Aim of the exercise -> Search the data for the word "mulch" and copy out every line that has it.

Raw data ->
^^^^^^^^

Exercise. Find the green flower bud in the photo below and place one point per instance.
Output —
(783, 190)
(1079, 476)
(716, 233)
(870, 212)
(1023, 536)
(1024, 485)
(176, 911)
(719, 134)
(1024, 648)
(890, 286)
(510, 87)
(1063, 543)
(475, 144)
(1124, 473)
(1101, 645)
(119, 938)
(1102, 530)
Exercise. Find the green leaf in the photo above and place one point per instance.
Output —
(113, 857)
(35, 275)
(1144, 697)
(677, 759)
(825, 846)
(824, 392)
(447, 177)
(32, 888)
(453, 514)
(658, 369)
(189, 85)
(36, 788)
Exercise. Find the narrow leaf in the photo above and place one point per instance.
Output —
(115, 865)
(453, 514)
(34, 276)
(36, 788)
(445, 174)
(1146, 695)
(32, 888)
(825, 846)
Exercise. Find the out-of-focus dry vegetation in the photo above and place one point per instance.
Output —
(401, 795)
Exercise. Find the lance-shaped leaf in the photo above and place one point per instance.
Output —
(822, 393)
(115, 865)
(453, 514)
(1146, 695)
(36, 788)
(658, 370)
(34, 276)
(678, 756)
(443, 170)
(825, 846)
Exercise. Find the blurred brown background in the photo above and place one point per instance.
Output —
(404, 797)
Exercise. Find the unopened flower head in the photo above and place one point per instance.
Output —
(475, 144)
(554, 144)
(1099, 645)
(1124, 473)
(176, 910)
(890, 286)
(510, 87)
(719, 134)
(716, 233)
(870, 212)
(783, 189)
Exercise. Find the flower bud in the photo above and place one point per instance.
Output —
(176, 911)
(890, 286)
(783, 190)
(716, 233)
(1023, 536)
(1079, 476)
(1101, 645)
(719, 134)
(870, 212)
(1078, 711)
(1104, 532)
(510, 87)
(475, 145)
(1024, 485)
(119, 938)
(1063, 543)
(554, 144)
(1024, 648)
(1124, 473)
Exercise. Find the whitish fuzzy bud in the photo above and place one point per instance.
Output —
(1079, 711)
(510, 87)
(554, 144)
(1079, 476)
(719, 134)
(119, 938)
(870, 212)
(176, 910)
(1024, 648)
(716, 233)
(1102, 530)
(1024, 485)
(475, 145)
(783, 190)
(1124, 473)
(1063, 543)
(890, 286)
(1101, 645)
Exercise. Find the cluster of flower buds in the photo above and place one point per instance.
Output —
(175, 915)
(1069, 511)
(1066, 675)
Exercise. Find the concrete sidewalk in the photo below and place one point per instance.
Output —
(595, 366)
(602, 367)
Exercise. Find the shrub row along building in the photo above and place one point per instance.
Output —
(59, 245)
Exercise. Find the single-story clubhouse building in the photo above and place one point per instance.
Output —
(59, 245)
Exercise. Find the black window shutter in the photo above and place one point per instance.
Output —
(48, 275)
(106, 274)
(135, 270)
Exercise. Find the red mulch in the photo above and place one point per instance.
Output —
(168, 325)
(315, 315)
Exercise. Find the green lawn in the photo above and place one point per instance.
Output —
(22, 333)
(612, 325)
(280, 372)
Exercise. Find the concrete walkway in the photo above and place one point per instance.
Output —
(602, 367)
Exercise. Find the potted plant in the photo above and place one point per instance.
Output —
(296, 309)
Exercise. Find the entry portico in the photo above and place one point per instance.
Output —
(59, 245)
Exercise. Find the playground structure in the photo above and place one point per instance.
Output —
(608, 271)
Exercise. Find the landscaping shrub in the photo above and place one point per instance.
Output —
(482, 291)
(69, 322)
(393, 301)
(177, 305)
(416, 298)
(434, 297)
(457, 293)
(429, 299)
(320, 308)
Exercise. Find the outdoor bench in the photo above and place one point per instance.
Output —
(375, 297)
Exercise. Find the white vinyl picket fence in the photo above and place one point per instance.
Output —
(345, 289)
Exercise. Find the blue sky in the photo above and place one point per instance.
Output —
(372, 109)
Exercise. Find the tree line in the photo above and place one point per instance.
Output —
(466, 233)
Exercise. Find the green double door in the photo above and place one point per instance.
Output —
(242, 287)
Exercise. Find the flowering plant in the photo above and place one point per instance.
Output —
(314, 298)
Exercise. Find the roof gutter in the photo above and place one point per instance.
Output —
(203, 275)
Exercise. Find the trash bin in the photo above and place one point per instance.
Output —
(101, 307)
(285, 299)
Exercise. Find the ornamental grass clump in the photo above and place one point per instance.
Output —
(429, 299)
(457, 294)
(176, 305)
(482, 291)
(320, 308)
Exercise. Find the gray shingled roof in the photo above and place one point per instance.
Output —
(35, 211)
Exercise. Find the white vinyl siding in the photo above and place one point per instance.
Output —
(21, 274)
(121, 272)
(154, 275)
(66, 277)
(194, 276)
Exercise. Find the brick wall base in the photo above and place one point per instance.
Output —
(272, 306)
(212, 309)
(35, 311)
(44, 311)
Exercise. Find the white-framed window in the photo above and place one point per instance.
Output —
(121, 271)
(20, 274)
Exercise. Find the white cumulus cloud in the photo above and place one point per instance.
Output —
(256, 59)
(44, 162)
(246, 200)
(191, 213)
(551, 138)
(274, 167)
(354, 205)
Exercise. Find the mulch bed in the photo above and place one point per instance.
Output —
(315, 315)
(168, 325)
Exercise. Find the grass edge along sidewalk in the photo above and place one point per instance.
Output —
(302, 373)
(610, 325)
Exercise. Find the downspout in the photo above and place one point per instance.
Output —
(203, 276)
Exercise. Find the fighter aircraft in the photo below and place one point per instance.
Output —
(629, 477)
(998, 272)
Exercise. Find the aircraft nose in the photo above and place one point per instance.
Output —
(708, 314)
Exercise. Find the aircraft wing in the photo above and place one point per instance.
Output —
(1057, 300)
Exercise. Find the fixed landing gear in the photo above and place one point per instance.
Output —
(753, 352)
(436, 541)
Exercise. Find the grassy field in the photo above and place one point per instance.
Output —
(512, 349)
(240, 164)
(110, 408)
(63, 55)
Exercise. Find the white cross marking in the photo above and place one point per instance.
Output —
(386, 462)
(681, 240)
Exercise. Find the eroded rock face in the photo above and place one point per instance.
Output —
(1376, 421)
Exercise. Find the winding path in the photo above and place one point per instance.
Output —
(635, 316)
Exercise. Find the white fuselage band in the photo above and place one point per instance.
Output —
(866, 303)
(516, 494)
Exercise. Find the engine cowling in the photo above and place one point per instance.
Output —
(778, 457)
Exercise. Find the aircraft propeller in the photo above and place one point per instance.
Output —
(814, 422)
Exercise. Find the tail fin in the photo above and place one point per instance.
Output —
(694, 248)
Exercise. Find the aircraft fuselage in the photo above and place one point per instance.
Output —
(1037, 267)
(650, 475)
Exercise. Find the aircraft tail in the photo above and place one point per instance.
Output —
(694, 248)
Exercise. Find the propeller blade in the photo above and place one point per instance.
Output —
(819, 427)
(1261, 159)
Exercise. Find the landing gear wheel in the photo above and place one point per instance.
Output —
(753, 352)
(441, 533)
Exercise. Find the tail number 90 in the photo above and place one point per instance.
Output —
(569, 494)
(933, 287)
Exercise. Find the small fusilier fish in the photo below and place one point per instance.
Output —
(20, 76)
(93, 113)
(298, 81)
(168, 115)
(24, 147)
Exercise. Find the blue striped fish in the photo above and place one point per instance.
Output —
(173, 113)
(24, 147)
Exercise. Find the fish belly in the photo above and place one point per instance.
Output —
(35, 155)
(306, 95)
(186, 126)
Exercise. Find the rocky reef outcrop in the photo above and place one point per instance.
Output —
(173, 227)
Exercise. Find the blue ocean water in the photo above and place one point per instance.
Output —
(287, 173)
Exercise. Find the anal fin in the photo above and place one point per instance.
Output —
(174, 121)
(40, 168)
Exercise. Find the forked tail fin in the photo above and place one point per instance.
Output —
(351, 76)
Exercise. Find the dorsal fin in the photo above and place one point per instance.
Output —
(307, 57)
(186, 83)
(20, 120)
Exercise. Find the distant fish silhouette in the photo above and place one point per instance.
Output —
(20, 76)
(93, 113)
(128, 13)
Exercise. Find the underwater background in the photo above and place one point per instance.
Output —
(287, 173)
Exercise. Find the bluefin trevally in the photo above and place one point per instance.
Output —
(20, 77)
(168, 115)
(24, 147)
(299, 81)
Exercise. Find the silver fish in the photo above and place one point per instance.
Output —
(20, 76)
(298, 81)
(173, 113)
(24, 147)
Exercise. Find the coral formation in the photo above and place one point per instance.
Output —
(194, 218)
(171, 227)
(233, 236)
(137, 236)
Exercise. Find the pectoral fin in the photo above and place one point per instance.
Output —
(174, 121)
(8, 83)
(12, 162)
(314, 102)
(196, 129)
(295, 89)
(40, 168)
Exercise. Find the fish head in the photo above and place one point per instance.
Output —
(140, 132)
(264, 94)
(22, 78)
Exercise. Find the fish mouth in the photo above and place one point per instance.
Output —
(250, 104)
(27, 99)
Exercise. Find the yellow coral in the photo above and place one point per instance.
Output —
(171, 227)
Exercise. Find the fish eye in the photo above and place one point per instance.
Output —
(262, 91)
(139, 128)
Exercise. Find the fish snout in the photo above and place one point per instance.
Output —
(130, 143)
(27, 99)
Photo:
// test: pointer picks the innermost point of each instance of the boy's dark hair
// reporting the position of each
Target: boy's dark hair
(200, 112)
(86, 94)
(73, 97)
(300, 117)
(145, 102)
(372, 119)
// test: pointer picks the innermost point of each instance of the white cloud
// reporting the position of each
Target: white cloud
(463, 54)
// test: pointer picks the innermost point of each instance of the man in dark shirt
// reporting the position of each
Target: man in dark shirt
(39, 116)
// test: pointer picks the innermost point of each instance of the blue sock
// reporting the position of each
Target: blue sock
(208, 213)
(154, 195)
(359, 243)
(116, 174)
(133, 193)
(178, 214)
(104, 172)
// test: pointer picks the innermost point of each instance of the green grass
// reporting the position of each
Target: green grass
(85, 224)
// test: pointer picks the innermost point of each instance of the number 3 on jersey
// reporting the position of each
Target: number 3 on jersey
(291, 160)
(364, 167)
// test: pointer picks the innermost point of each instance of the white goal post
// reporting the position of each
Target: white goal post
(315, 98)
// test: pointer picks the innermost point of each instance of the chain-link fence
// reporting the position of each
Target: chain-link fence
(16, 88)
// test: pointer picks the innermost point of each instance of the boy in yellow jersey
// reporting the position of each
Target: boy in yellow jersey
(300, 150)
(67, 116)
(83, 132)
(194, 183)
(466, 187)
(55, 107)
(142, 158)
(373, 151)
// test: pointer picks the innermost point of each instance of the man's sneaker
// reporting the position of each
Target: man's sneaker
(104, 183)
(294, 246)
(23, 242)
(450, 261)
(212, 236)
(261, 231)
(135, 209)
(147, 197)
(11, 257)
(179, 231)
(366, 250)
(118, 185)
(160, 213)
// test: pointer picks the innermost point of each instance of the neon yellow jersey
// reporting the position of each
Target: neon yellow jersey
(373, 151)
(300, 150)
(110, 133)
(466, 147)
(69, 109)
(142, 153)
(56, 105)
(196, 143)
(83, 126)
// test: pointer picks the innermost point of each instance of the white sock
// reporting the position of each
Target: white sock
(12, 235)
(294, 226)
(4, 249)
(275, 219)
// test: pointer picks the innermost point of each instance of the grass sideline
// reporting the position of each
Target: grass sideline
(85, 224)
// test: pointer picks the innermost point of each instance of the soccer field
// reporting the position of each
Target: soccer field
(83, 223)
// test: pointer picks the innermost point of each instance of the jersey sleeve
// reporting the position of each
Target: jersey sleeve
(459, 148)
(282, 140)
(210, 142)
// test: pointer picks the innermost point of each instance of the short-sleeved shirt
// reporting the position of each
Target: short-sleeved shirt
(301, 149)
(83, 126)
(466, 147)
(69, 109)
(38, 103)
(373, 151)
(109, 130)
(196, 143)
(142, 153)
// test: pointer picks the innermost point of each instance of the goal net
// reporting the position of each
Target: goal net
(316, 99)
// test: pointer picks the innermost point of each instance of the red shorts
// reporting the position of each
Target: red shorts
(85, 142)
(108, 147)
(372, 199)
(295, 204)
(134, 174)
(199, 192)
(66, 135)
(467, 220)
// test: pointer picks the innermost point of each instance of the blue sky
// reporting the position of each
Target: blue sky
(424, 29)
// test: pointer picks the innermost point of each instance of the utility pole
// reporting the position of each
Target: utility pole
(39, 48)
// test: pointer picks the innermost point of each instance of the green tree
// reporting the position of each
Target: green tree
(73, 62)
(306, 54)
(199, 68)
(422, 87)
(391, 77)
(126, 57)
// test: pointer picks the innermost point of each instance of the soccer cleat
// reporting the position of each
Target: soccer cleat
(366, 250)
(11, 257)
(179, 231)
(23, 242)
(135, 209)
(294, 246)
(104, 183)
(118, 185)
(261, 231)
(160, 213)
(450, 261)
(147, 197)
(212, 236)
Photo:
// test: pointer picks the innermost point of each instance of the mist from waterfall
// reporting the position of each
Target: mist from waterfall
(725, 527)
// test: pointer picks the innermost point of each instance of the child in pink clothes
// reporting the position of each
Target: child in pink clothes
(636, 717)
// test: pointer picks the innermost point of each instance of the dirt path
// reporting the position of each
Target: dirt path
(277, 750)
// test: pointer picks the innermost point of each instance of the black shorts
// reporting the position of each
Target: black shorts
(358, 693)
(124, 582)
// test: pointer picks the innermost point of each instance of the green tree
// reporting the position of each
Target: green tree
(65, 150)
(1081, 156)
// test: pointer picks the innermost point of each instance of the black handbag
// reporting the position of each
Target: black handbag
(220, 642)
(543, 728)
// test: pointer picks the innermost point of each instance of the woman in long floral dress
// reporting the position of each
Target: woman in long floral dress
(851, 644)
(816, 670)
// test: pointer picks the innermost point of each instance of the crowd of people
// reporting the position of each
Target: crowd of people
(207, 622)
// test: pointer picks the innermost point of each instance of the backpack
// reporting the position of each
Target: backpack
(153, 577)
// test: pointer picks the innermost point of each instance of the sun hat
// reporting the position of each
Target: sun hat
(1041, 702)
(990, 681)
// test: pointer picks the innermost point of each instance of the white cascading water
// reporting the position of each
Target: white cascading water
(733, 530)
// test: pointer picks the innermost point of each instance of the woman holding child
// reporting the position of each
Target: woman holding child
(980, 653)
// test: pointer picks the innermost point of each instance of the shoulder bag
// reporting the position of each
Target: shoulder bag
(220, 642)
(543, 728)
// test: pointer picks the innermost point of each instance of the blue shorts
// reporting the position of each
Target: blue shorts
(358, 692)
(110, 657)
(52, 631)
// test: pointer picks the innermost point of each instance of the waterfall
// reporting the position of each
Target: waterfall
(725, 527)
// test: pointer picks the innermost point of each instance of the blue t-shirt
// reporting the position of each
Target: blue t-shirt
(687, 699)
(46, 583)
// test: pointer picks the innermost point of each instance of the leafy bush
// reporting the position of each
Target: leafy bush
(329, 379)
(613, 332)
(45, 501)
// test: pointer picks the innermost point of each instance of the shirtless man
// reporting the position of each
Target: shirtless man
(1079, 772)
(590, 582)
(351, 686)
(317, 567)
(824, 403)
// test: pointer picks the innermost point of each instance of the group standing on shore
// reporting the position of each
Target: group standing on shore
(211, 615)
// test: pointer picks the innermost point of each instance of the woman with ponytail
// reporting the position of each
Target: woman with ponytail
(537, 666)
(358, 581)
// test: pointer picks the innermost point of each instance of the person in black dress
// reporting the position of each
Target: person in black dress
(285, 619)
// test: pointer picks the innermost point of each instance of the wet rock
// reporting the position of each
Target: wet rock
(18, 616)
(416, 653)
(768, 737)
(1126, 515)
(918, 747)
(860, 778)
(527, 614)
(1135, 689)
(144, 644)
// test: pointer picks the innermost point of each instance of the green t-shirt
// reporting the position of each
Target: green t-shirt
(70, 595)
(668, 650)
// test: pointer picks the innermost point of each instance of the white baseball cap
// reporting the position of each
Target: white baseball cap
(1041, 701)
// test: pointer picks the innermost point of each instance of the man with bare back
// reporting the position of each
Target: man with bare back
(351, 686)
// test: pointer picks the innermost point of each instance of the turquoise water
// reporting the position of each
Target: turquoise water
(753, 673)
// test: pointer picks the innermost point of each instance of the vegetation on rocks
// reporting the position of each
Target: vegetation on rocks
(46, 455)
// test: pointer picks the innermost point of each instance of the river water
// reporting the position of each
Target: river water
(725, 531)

^^^^^^^^

Task output ->
Exercise. Find the red mulch in the photo above and place one point per instance.
Exercise. Find the mulch bed in the photo above and place one point per instance.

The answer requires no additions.